§ Assignment
Your task is to retype, exactly, the line containing "Can you find the grebe" and every later line through the end of the listing, with pictures omitted.
#####
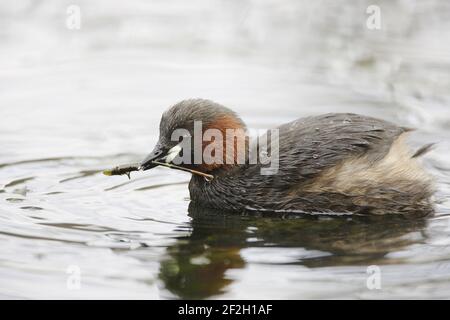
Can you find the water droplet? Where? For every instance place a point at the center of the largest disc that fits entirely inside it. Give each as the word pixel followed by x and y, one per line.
pixel 347 120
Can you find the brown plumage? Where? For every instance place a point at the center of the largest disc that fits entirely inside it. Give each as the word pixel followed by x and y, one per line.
pixel 332 163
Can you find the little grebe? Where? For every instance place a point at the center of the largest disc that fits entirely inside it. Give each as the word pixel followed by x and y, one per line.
pixel 332 163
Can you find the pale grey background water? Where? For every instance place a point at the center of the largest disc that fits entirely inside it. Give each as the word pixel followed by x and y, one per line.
pixel 73 102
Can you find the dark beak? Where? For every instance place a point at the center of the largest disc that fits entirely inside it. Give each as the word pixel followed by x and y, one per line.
pixel 158 153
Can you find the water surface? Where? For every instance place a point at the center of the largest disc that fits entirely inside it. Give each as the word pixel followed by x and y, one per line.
pixel 73 102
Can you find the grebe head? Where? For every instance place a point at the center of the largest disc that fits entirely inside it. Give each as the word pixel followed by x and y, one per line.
pixel 194 134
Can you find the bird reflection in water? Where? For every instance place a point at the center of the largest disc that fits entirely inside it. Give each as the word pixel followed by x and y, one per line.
pixel 196 265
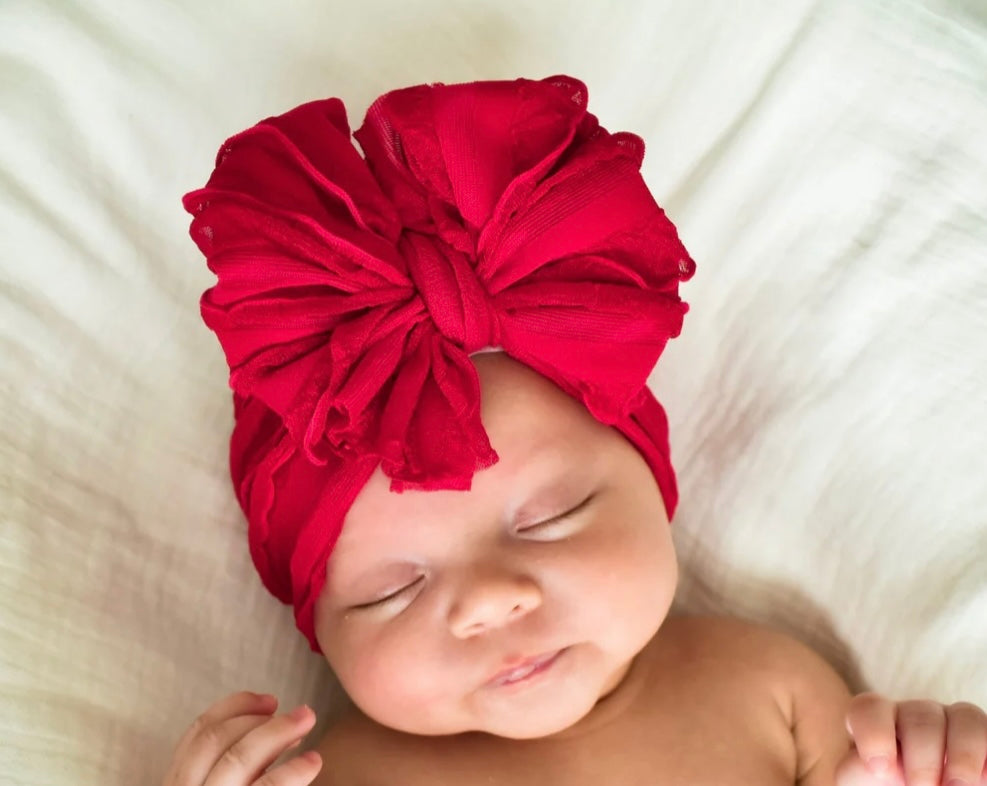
#####
§ Solution
Can you find the grebe head? Where? For every instance place a point at the center of the largest disc that fits entirely inside it. Give each as the word pixel followed by x and y, one per line.
pixel 194 134
Can you find the bird reflection in water? Where? For every instance place a point at the center of the largest disc that fits entirely inside it. Give each as the word pixel followed by x and y, one per line.
pixel 196 265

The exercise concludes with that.